**PAGE EXCERPT:**
Some of the commands we ran in this lesson are long! When typing a long command into your terminal, you can use the \ character to separate code chunks onto separate lines. This can make your code more readable.

Running Trimmomatic

Class Exercise

This Exercise will take ~20 mins. Please work with your neighbor if you have questions. I will begin answering questions at the 5 minute mark.

Part A: Make a copy of the exercise materials. The folder can be found in this location:

/gpfs1/cl/mmg3320/course_materials/trimmomatic_exercise

Part B: Modify the trim.sh script using either Jupyter Notebook or Nano to run trimmomatic on the provided FASTQ sample. Ensure that you include the arguments listed below, using the exact syntax required by trimmomatic.

argument to add	meaning
PE	that it will be taking a paired end file as input
inputFile1	SRR2589044_1.fastq.gz
inputFile2	SRR2589044_2.fastq.gz
outputFile1P	Output file that contains surviving pairs from the _1 file.
outputFile1U	Output file that contains orphaned reads from the _1 file.
outputFile2P	Output file that contains surviving pairs from the _2 file.
outputFile2U	Output file that contains orphaned reads from the _2 file.
SLIDINGWINDOW:4:20	to use a sliding window of size 4 that will remove bases if their phred score is below 20
filter short reads	drop an entire read if it is below 25
adapter to remove	NexteraPE-PE.fa:2:40:15

Note: We are adding additional parameters the NexteraPE-PE.Fa adapter

NexteraPE-PE.fa : This is a FASTA file that contains adapter sequences specific to Nextera paired-end libraries.
2:40:15
- 2 : Seed mismatch threshold (maximum number of mismatches allowed in the adapter sequence match).
- 40 : Palindrome mode threshold (minimum match length for identifying adapter sequences when the paired-end reads overlap).
- 15 : Simple adapter trimming threshold (minimum length of a match required to trigger adapter removal).

**SOURCE MATERIAL:**
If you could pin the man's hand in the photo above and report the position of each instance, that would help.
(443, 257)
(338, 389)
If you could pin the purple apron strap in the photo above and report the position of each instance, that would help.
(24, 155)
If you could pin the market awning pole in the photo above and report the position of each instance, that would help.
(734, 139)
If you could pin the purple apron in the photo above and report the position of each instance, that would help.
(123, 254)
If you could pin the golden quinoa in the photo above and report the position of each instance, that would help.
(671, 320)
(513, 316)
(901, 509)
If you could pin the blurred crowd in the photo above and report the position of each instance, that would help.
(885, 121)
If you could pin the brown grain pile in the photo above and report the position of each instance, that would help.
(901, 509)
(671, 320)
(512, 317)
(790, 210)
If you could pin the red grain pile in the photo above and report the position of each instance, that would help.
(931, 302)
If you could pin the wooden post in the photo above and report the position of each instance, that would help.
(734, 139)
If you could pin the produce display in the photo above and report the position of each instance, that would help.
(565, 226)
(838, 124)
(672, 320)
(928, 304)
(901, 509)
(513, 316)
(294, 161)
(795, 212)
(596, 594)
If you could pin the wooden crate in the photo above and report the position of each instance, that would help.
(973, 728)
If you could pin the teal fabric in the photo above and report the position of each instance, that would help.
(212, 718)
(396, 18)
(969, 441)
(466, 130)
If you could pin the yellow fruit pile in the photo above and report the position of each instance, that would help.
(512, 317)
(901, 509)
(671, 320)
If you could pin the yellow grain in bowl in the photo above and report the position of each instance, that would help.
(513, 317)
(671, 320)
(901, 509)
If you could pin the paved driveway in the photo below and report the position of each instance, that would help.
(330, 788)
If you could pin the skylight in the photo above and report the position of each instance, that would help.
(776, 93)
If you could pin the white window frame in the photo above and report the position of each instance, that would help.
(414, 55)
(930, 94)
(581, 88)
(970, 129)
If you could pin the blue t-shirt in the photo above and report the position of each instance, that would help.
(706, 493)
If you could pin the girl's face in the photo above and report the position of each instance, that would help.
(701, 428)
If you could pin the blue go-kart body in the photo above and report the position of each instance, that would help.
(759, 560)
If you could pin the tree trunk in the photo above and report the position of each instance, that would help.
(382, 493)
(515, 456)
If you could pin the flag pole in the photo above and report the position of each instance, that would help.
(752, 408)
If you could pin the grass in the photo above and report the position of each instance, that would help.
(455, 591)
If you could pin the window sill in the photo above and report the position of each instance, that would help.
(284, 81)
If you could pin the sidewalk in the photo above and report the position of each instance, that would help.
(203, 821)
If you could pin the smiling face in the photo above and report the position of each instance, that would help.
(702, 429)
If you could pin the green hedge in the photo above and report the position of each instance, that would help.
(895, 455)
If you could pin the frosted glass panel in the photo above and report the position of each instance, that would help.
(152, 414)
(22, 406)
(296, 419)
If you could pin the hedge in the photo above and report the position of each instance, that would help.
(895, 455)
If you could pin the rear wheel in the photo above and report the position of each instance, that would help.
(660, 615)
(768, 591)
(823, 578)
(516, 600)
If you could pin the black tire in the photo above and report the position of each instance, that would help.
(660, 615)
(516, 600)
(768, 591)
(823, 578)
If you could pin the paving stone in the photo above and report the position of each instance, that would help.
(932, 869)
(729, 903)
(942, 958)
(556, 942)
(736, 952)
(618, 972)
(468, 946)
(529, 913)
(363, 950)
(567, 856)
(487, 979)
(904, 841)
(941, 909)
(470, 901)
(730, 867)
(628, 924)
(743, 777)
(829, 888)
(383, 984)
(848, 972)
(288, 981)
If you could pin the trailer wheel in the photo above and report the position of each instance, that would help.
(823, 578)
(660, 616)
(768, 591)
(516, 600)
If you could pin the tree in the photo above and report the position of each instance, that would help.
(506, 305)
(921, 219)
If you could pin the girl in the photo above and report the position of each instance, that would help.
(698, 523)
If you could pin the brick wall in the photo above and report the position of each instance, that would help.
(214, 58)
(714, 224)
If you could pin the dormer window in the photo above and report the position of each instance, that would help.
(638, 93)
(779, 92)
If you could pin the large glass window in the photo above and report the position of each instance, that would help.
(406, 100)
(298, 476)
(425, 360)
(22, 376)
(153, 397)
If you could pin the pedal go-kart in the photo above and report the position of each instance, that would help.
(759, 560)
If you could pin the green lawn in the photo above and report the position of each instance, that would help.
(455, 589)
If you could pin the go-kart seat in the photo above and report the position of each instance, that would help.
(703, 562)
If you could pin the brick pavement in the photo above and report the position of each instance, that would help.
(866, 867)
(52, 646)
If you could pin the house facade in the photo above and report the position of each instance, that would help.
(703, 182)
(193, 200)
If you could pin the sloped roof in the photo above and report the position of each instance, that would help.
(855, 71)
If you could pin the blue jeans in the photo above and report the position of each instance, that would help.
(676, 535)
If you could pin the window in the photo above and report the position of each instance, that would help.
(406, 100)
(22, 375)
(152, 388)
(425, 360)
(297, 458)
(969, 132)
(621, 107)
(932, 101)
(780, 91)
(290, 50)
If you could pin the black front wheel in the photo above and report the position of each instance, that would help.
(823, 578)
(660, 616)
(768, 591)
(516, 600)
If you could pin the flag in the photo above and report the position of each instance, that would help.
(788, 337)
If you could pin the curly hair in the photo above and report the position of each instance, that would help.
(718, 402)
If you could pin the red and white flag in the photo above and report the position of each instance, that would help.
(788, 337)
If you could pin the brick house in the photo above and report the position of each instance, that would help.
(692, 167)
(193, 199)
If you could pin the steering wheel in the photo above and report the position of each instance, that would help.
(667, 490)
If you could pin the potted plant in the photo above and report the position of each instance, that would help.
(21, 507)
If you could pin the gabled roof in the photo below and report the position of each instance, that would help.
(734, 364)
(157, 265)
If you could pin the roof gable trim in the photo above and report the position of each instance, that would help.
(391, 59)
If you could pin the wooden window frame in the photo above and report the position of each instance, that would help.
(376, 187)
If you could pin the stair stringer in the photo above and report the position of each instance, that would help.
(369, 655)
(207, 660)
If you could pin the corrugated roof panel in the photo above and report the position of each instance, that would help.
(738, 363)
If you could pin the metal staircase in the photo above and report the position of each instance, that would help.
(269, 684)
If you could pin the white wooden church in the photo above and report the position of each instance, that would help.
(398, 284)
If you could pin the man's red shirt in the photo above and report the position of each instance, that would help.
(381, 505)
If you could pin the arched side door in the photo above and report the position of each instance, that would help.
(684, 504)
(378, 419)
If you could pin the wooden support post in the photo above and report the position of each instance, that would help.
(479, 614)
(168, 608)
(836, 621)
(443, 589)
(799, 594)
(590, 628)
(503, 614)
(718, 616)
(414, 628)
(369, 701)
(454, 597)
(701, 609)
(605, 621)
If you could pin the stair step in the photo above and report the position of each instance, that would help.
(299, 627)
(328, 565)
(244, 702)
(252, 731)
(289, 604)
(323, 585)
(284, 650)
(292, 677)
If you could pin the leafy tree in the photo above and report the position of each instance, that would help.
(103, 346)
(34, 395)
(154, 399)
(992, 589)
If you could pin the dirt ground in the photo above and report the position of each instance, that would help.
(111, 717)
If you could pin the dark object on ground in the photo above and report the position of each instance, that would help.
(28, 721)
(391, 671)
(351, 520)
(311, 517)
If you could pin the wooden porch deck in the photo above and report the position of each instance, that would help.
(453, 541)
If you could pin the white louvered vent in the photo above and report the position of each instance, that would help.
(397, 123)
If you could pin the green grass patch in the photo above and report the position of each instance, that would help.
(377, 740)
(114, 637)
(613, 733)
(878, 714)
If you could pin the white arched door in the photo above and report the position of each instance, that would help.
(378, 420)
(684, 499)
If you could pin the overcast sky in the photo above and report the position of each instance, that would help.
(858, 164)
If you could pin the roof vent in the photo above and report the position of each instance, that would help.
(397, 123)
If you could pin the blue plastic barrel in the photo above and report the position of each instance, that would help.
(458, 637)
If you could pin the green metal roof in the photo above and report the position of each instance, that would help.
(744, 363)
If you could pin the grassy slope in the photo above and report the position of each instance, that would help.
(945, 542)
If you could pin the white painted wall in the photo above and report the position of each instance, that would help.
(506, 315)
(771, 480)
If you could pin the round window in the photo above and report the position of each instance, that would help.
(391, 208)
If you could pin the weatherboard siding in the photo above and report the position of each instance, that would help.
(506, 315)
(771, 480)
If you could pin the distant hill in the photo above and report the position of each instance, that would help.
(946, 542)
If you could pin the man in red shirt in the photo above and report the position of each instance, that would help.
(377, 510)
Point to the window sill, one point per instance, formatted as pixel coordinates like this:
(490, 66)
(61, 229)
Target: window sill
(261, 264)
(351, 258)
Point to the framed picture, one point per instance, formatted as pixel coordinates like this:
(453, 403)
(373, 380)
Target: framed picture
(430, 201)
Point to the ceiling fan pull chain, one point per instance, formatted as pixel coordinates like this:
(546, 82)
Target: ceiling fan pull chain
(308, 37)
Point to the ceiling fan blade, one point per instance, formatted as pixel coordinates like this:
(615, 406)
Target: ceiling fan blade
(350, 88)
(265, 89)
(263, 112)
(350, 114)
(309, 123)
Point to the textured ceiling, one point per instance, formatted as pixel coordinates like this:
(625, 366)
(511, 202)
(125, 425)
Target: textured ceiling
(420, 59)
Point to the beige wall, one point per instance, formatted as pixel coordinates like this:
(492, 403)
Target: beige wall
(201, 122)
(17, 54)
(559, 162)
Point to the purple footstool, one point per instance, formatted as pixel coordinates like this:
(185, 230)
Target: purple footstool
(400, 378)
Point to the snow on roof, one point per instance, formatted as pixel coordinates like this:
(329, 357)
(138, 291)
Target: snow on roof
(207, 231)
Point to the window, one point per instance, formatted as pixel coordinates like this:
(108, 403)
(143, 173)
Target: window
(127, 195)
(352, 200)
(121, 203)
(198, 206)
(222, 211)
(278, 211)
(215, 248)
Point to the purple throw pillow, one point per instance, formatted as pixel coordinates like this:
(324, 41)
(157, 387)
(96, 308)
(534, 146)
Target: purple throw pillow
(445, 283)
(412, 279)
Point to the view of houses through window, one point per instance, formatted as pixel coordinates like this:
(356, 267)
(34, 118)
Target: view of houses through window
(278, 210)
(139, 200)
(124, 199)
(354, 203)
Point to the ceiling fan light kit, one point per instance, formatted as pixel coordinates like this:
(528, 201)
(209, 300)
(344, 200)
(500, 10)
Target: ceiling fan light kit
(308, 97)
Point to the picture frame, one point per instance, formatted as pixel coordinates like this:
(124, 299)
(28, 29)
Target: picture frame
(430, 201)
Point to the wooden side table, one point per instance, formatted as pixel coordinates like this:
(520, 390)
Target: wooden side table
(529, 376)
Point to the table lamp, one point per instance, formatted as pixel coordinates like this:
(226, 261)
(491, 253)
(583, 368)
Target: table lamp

**APPLY WHAT YOU READ:**
**1.** Reproduce the Trimmomatic lesson text verbatim, everything from "NexteraPE-PE.fa : This" down to "adapter sequence match).".
**2.** Continue the Trimmomatic lesson text from its final line onward.

**ANSWERS:**
**1.**
NexteraPE-PE.fa : This is a FASTA file that contains adapter sequences specific to Nextera paired-end libraries.
2:40:15
- 2 : Seed mismatch threshold (maximum number of mismatches allowed in the adapter sequence match).

**2.**
Once you have a working script, run it with the following command:

sh trim.sh

You will know that your script is correct and working properly if you see the following output:

TrimmomaticPE: Started with arguments:
SRR2589044_1.fastq.gz SRR2589044_2.fastq.gz SRR2589044_1.trim.fastq.gz SRR2589044_1un.trim.fastq.gz SRR2589044_2.trim.fastq.gz SRR2589044_2un.trim.fastq.gz SLIDINGWINDOW:4:20 MINLEN:25 ILLUMINACLIP:trimmomatic_adapters/NexteraPE-PE.fa:2:40:15
Using PrefixPair: 'AGATGTGTATAAGAGACAG' and 'AGATGTGTATAAGAGACAG'
Using Long Clipping Sequence: 'GTCTCGTGGGCTCGGAGATGTGTATAAGAGACAG'
Using Long Clipping Sequence: 'TCGTCGGCAGCGTCAGATGTGTATAAGAGACAG'
Using Long Clipping Sequence: 'CTGTCTCTTATACACATCTCCGAGCCCACGAGAC'
Using Long Clipping Sequence: 'CTGTCTCTTATACACATCTGACGCTGCCGACGA'
ILLUMINACLIP: Using 1 prefix pairs, 4 forward/reverse sequences, 0 forward only sequences, 0 reverse only sequences
Quality encoding detected as phred33

Input Read Pairs: 1107090 Both Surviving: 885220 (79.96%) Forward Only Surviving: 216472 (19.55%) Reverse Only Surviving: 2850 (0.26%) Dropped: 2548 (0.23%)
TrimmomaticPE: Completed successfully

Part C: Check that the file outputs are the correct size

total 453M
-rw-r--r-- 1 pdrodrig pi-jdragon 124M Feb 11 14:30 SRR2589044_1.fastq.gz
-rw-r--r-- 1 pdrodrig pi-jdragon  94M Feb 11 18:32 SRR2589044_1.trim.fastq.gz
-rw-r--r-- 1 pdrodrig pi-jdragon  18M Feb 11 18:32 SRR2589044_1un.trim.fastq.gz
-rw-r--r-- 1 pdrodrig pi-jdragon 128M Feb 11 14:30 SRR2589044_2.fastq.gz
-rw-r--r-- 1 pdrodrig pi-jdragon  91M Feb 11 18:32 SRR2589044_2.trim.fastq.gz
-rw-r--r-- 1 pdrodrig pi-jdragon 271K Feb 11 18:32 SRR2589044_2un.trim.fastq.gz

Part D: Run FASTQC on all the .gz files and visualize the HTML files to see whether your per base sequence quality is higher after trimming. In addition, please note if the adapter content/contamination has been removed.